Count how many lines of the records below contain the string "speaker", matching case exactly, and reply with that number alone.

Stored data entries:

▬▬▬

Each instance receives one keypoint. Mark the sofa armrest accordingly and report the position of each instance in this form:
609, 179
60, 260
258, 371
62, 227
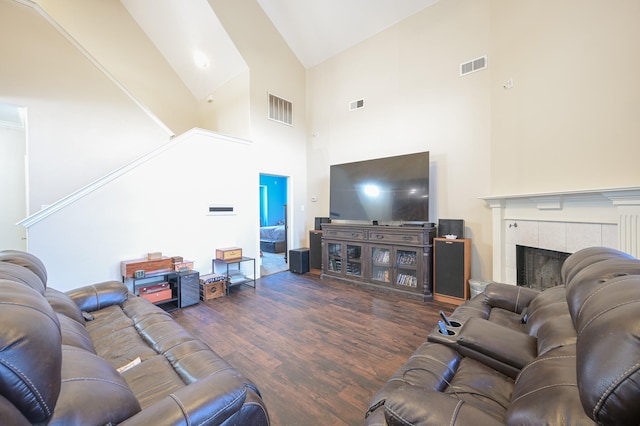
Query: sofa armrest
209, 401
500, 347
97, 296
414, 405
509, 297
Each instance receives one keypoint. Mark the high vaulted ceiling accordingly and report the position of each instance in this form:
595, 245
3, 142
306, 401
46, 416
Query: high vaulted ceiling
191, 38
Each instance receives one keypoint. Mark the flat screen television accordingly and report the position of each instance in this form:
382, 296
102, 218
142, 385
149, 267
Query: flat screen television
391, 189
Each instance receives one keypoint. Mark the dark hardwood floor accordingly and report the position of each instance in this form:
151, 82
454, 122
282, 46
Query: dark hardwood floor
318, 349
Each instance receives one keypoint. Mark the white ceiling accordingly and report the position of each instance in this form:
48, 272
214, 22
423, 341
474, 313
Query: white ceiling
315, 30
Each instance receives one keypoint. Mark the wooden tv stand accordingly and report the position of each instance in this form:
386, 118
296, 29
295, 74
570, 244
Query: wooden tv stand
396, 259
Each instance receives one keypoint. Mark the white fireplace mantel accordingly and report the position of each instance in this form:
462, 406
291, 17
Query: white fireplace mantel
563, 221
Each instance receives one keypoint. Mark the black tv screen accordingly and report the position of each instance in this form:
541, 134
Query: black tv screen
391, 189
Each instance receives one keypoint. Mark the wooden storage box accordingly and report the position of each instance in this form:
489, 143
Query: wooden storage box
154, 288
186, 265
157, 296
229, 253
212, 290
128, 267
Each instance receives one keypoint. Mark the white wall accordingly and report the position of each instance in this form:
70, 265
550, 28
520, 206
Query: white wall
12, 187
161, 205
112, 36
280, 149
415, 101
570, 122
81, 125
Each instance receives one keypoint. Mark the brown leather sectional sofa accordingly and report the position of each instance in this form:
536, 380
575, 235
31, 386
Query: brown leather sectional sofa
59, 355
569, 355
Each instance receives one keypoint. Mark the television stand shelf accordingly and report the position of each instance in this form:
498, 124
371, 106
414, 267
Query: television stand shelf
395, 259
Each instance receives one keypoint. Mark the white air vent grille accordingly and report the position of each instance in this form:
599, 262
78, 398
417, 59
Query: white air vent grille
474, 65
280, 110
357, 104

▬▬▬

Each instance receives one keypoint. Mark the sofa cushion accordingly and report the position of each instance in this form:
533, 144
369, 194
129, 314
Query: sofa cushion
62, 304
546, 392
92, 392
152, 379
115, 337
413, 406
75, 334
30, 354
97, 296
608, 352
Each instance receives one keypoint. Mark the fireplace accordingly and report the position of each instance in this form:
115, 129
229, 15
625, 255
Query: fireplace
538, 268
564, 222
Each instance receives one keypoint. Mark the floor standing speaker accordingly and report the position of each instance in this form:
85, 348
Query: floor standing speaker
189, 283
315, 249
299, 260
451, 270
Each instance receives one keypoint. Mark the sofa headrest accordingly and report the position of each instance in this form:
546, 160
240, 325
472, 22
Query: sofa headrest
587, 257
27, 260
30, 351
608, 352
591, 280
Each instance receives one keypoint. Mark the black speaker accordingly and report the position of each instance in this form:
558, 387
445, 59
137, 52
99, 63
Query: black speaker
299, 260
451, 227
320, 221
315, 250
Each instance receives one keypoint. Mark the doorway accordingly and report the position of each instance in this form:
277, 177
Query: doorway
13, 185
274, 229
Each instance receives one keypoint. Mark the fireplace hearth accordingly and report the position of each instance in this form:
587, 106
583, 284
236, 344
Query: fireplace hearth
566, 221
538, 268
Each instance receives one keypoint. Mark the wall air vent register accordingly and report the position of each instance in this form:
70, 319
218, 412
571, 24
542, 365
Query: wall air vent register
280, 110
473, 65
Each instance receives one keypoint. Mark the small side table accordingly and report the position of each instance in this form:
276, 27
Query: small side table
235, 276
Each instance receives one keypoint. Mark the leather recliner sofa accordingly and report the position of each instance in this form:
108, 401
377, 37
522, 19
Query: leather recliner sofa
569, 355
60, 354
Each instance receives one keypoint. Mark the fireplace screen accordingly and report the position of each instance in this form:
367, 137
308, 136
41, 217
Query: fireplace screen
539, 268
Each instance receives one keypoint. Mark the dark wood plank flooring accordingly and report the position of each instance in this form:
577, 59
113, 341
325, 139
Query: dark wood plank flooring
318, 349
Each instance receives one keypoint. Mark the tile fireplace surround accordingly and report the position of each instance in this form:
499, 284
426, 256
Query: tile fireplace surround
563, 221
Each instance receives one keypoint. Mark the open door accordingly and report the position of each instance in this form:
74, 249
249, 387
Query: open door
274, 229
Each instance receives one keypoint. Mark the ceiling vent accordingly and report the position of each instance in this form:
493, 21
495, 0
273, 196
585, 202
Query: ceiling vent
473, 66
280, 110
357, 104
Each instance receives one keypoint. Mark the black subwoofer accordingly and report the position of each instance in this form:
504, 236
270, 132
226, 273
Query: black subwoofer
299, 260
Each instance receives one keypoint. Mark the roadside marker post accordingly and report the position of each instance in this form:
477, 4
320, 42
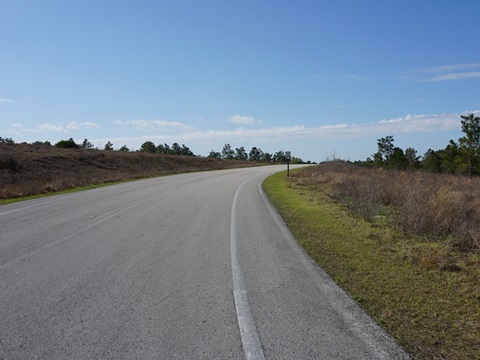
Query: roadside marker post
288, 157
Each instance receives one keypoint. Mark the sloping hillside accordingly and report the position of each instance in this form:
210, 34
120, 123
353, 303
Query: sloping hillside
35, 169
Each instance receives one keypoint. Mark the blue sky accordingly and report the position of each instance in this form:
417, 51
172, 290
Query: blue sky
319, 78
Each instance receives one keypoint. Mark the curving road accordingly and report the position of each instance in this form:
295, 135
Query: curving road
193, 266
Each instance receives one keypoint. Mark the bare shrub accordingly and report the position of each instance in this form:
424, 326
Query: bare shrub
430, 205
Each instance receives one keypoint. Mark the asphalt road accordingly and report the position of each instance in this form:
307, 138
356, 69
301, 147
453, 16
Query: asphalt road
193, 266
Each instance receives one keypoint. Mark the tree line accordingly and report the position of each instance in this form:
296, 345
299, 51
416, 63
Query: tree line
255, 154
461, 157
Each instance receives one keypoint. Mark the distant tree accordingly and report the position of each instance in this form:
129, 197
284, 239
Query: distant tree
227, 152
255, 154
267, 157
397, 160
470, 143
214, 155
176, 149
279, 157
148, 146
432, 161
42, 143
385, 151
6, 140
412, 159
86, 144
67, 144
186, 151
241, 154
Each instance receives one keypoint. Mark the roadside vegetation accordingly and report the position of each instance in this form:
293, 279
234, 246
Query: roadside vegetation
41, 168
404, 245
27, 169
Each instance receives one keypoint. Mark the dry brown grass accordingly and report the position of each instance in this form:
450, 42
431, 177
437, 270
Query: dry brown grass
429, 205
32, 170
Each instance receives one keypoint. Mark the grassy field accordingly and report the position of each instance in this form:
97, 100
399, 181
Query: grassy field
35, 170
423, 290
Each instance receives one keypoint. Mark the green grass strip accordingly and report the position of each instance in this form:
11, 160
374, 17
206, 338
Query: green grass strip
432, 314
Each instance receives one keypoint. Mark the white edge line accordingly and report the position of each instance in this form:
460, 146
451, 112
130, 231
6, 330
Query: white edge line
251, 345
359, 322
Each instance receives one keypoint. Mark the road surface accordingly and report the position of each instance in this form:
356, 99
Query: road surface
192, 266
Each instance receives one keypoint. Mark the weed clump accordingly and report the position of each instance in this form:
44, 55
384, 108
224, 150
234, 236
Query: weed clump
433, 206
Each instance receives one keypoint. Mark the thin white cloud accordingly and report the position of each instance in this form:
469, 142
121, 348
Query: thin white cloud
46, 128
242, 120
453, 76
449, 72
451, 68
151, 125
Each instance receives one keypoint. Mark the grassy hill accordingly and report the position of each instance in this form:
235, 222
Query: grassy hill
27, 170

▬▬▬

TASK SOLUTION: 4